## Document text
The project was dubbed TIGER, for "targeting by image georegistration."
"Our goal was to be able to fire precision-guided munitions at Serbian
military vehicles - just dial in the coordinates and the thing goes,"
explains Michael Hansen, a young, caffeinated Sarnoff gadgeteer who can
hardly believe he was helping fight a war last year.
-
- Compared to PVI's job, the military's technical task
was more difficult - and the stakes were much higher. Instead of altering
a football broadcast, the TIGER team manipulated a live video feed from
a Predator, an unmanned reconnaissance craft flying some 450 meters above
Kosovo battlefields. Rather than superimposing virtual lines or ads into
sports settings, the task was to overlay, in real time, "georegistered"

## Exercises to complete
- A) In the TIGER passage, what does the name TIGER stand for?
- B) Please go on with the TIGER passage from the point where it stops.
The lines after this passage come from a separate source.

## Raw data
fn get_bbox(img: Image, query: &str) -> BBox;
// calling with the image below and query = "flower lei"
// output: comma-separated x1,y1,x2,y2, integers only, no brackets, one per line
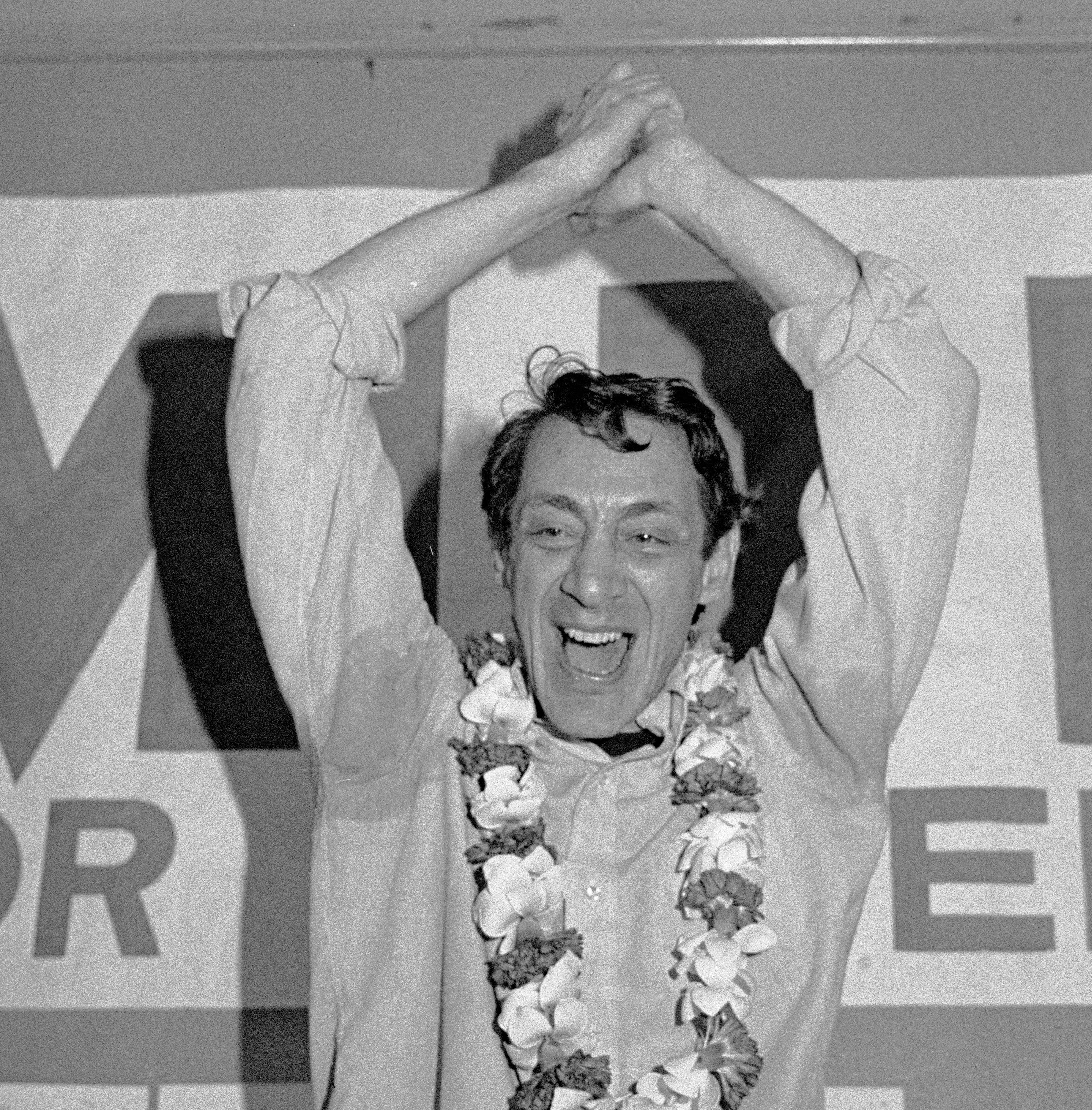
451,634,776,1110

## Answers to the exercises
- A) It stands for "targeting by image georegistration."

- B)
images of Kosovo onto the corresponding scenes streaming in live from the
Predator's video camera. The terrain images had been previously captured
with aerial photography and digitally stored. The TIGER system, which automatically
detected moving objects against the background, could almost instantly
feed to the targeting officers the coordinates for any piece of Serbian
hardware in the Predator's view. This was quite a technical feat, since
the Predator was moving and its angle of view was constantly changing,
yet those views had to be electronically aligned and registered with the
stored imagery in less than one-thirtieth of a second (to match the frame
rate of video recording). Any video that has ever been recorded is becoming
clip art that producers can digitally sculpt into the story they want to
tell.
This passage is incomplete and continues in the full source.